## [Extrait choisi]
Inventer l’avoir

Addenda au Museum der Obsessionen  : une collection de collections

[Texte complet publié in  Être et Avoir. 9 collections exposées, Nîmes, Esban / Fage, Lyon, 2018, p.184-239.]

Collectionner suppose parfois une véritable créativité dont rendent peu compte les nombreuses approches psychologiques du collectionneur ou de la collectionneuse. Pour la prendre au sérieux, il importe de se départir de tout a priori relatif à la qualité de la personne concernée : qu’elle soit artiste ou non n’est pas le sujet. Valoriser les collections d’art plutôt que d’autres est non moins discutable. L’inventivité en la matière ne se mesure ni à la qualité esthétique des objets collectionnés, ni à leur nature. Elle ne se limite pas non plus aux « collections comme forme d’art », aux « musées d’artistes », ou encore aux « archives d’artistes », tous sujets passablement explorés.

## [Données brutes]
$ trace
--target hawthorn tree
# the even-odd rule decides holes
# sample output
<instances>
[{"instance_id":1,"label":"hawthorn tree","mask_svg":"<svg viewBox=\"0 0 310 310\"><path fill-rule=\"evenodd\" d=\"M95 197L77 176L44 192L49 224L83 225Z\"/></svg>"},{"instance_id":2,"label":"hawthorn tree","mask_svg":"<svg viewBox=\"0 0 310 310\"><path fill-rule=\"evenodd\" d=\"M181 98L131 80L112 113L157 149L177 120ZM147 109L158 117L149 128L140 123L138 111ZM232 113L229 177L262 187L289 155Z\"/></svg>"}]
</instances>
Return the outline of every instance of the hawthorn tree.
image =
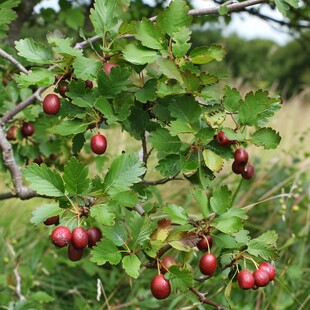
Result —
<instances>
[{"instance_id":1,"label":"hawthorn tree","mask_svg":"<svg viewBox=\"0 0 310 310\"><path fill-rule=\"evenodd\" d=\"M240 186L232 193L216 177L231 165L240 185L251 182L255 167L246 147L278 146L279 134L266 124L281 99L264 90L241 95L209 67L223 60L223 47L191 49L190 41L193 16L263 2L189 10L174 0L156 17L123 22L129 1L95 1L93 37L81 30L79 43L57 34L45 44L21 39L15 57L0 49L10 66L1 86L0 146L12 181L0 198L47 198L31 223L56 225L51 242L67 247L68 259L120 265L136 281L142 269L155 269L150 286L157 299L190 290L201 303L226 309L199 285L223 274L225 297L238 289L236 281L242 289L266 286L275 277L267 262L276 260L277 233L252 238L244 229L251 206L235 204ZM283 13L297 6L275 3ZM2 24L13 20L15 4L0 5ZM105 133L115 127L140 141L140 152L109 160L117 141ZM150 179L150 158L158 179ZM99 168L93 177L92 162ZM157 186L182 180L195 213L155 201ZM178 255L168 256L171 249Z\"/></svg>"}]
</instances>

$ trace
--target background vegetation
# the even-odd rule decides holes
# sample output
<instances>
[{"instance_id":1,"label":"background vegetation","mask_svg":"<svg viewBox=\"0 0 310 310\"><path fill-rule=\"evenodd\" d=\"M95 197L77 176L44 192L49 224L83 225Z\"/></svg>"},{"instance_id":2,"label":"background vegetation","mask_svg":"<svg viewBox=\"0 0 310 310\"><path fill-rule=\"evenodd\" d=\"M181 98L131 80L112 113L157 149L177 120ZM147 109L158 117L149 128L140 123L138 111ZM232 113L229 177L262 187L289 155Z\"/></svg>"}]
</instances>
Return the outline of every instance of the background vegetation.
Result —
<instances>
[{"instance_id":1,"label":"background vegetation","mask_svg":"<svg viewBox=\"0 0 310 310\"><path fill-rule=\"evenodd\" d=\"M24 1L24 7L18 9L26 11L27 8L30 11L27 11L27 18L17 20L12 25L11 34L4 45L7 51L12 51L10 44L14 40L29 36L29 33L36 40L44 41L48 31L77 37L77 30L83 26L86 34L91 32L88 21L84 19L91 5L89 3L84 6L82 1L60 0L60 12L45 9L37 14L29 14L33 12L30 2L35 4L39 1ZM160 1L157 2L155 8L150 8L141 1L134 1L132 11L126 14L137 19L152 16L162 5ZM309 7L305 6L305 9L309 10ZM205 22L212 20L197 19L199 25ZM16 31L18 23L21 31ZM212 27L208 31L198 29L193 36L193 44L224 44L228 51L226 65L232 83L241 85L244 91L254 87L271 89L286 99L273 124L283 137L280 148L268 154L258 148L250 150L251 156L255 157L255 181L239 184L240 178L232 175L228 166L218 177L218 184L239 188L236 204L250 209L251 226L246 229L251 230L253 236L267 229L278 231L280 236L274 285L257 292L235 290L231 295L231 303L236 309L307 309L310 305L310 261L307 255L310 250L310 62L307 49L310 47L305 40L310 33L303 31L297 39L279 46L262 39L246 41L237 35L223 37L221 29L215 25L214 28L214 31ZM11 74L7 72L8 66L2 59L0 70L3 77ZM214 70L223 68L216 67ZM108 133L108 137L109 141L115 141L114 145L109 145L111 157L113 152L118 154L122 149L139 149L117 127ZM93 169L97 167L93 166ZM155 169L152 173L156 173ZM4 188L8 182L7 175L3 173L1 179ZM178 187L166 186L164 190L159 187L158 203L161 204L164 199L184 206L191 202L184 183ZM41 202L35 198L31 201L10 199L1 203L0 308L205 309L190 292L170 296L160 303L155 301L149 291L153 277L150 270L144 270L143 277L131 282L115 267L99 267L87 259L69 262L65 250L56 251L51 245L46 227L33 227L29 223L31 212ZM195 208L191 205L188 207ZM20 277L20 281L16 281L17 277ZM218 281L215 278L202 284L201 290L208 291L210 298L221 303L224 301L220 300L217 293L224 290L225 286L224 281L220 288L213 285ZM20 296L16 295L17 282L21 284L22 296L27 303L21 303ZM103 291L100 298L97 296L98 288Z\"/></svg>"}]
</instances>

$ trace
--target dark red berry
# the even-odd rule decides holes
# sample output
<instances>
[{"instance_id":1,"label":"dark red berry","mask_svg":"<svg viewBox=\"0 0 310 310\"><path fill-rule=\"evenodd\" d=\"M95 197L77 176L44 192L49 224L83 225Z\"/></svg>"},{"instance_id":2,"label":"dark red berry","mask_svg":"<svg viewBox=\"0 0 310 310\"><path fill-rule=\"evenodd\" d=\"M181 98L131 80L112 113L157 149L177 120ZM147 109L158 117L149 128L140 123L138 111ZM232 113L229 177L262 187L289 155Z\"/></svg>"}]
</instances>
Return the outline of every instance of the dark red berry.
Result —
<instances>
[{"instance_id":1,"label":"dark red berry","mask_svg":"<svg viewBox=\"0 0 310 310\"><path fill-rule=\"evenodd\" d=\"M13 125L9 128L7 134L6 134L6 138L8 140L15 140L16 139L16 131L17 131L17 126Z\"/></svg>"},{"instance_id":2,"label":"dark red berry","mask_svg":"<svg viewBox=\"0 0 310 310\"><path fill-rule=\"evenodd\" d=\"M38 157L36 157L36 158L33 160L33 162L34 162L35 164L41 165L41 164L43 164L43 158L42 158L41 156L38 156Z\"/></svg>"},{"instance_id":3,"label":"dark red berry","mask_svg":"<svg viewBox=\"0 0 310 310\"><path fill-rule=\"evenodd\" d=\"M257 285L258 287L266 286L270 282L269 274L265 270L255 270L253 272L253 277L255 285Z\"/></svg>"},{"instance_id":4,"label":"dark red berry","mask_svg":"<svg viewBox=\"0 0 310 310\"><path fill-rule=\"evenodd\" d=\"M89 89L92 89L94 86L93 82L90 80L86 80L86 81L84 81L84 83L85 83L85 87L89 88Z\"/></svg>"},{"instance_id":5,"label":"dark red berry","mask_svg":"<svg viewBox=\"0 0 310 310\"><path fill-rule=\"evenodd\" d=\"M61 80L61 81L58 83L57 90L58 90L58 93L59 93L59 95L60 95L61 97L67 98L66 92L69 90L69 84L68 84L68 82L66 82L66 81L64 81L64 80Z\"/></svg>"},{"instance_id":6,"label":"dark red berry","mask_svg":"<svg viewBox=\"0 0 310 310\"><path fill-rule=\"evenodd\" d=\"M247 270L241 270L237 275L237 281L240 288L248 290L254 286L254 277L251 272Z\"/></svg>"},{"instance_id":7,"label":"dark red berry","mask_svg":"<svg viewBox=\"0 0 310 310\"><path fill-rule=\"evenodd\" d=\"M209 244L209 248L211 249L212 244L213 244L213 239L212 239L211 235L204 235L198 241L197 248L200 251L208 251L208 244Z\"/></svg>"},{"instance_id":8,"label":"dark red berry","mask_svg":"<svg viewBox=\"0 0 310 310\"><path fill-rule=\"evenodd\" d=\"M55 115L60 109L60 99L55 94L48 94L43 100L43 111Z\"/></svg>"},{"instance_id":9,"label":"dark red berry","mask_svg":"<svg viewBox=\"0 0 310 310\"><path fill-rule=\"evenodd\" d=\"M83 256L84 249L77 249L72 243L68 246L68 257L71 261L76 262Z\"/></svg>"},{"instance_id":10,"label":"dark red berry","mask_svg":"<svg viewBox=\"0 0 310 310\"><path fill-rule=\"evenodd\" d=\"M92 248L102 238L102 233L99 228L91 227L87 229L88 247Z\"/></svg>"},{"instance_id":11,"label":"dark red berry","mask_svg":"<svg viewBox=\"0 0 310 310\"><path fill-rule=\"evenodd\" d=\"M234 153L235 162L238 166L245 166L249 160L249 154L246 149L237 149Z\"/></svg>"},{"instance_id":12,"label":"dark red berry","mask_svg":"<svg viewBox=\"0 0 310 310\"><path fill-rule=\"evenodd\" d=\"M254 177L254 173L254 165L249 162L247 167L245 168L245 171L241 175L244 179L251 180Z\"/></svg>"},{"instance_id":13,"label":"dark red berry","mask_svg":"<svg viewBox=\"0 0 310 310\"><path fill-rule=\"evenodd\" d=\"M116 67L116 66L117 66L117 64L114 63L114 62L107 62L107 63L105 63L105 64L103 65L102 69L103 69L103 71L105 71L105 73L106 73L107 75L110 75L111 69L112 69L113 67Z\"/></svg>"},{"instance_id":14,"label":"dark red berry","mask_svg":"<svg viewBox=\"0 0 310 310\"><path fill-rule=\"evenodd\" d=\"M226 135L224 134L223 131L220 131L216 135L216 141L219 145L221 146L229 146L232 145L235 141L227 139Z\"/></svg>"},{"instance_id":15,"label":"dark red berry","mask_svg":"<svg viewBox=\"0 0 310 310\"><path fill-rule=\"evenodd\" d=\"M163 274L158 274L151 282L151 292L156 299L167 298L171 293L169 280Z\"/></svg>"},{"instance_id":16,"label":"dark red berry","mask_svg":"<svg viewBox=\"0 0 310 310\"><path fill-rule=\"evenodd\" d=\"M58 226L53 230L51 240L58 248L62 248L70 243L71 231L65 226Z\"/></svg>"},{"instance_id":17,"label":"dark red berry","mask_svg":"<svg viewBox=\"0 0 310 310\"><path fill-rule=\"evenodd\" d=\"M242 174L245 170L244 166L239 166L237 164L236 161L233 162L232 166L231 166L231 170L233 171L233 173L235 174Z\"/></svg>"},{"instance_id":18,"label":"dark red berry","mask_svg":"<svg viewBox=\"0 0 310 310\"><path fill-rule=\"evenodd\" d=\"M24 137L30 137L34 134L35 129L32 123L24 123L20 131Z\"/></svg>"},{"instance_id":19,"label":"dark red berry","mask_svg":"<svg viewBox=\"0 0 310 310\"><path fill-rule=\"evenodd\" d=\"M51 217L47 218L43 223L46 226L58 225L59 224L59 215L51 216Z\"/></svg>"},{"instance_id":20,"label":"dark red berry","mask_svg":"<svg viewBox=\"0 0 310 310\"><path fill-rule=\"evenodd\" d=\"M104 154L107 149L107 139L104 135L95 134L90 141L90 148L95 154Z\"/></svg>"},{"instance_id":21,"label":"dark red berry","mask_svg":"<svg viewBox=\"0 0 310 310\"><path fill-rule=\"evenodd\" d=\"M72 230L71 243L77 249L84 249L88 245L87 231L83 227L76 227Z\"/></svg>"},{"instance_id":22,"label":"dark red berry","mask_svg":"<svg viewBox=\"0 0 310 310\"><path fill-rule=\"evenodd\" d=\"M176 265L176 264L177 263L172 256L165 256L163 260L161 261L161 265L162 265L161 270L163 273L166 273L172 265Z\"/></svg>"},{"instance_id":23,"label":"dark red berry","mask_svg":"<svg viewBox=\"0 0 310 310\"><path fill-rule=\"evenodd\" d=\"M274 269L274 267L271 264L269 264L267 262L260 263L258 266L258 269L266 271L269 275L270 281L273 281L273 279L276 276L276 270Z\"/></svg>"},{"instance_id":24,"label":"dark red berry","mask_svg":"<svg viewBox=\"0 0 310 310\"><path fill-rule=\"evenodd\" d=\"M200 262L199 262L199 269L201 273L211 276L214 274L217 266L217 259L214 254L203 254L201 256Z\"/></svg>"}]
</instances>

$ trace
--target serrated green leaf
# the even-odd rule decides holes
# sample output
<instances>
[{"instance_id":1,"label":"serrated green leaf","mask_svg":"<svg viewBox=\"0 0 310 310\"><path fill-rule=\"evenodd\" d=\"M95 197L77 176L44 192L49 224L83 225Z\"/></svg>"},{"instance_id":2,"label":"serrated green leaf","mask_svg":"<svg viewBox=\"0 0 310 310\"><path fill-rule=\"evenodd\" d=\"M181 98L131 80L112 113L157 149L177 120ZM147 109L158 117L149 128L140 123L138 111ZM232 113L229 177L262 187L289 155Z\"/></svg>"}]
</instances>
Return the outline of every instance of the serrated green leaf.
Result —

## [Consigne]
Relevez toutes les expressions que l’extrait sur la créativité du collectionneur place entre guillemets. Les items n’ont aucun lien avec l’extrait.

## [Réponse]
« collections comme forme d’art »
« musées d’artistes »
« archives d’artistes »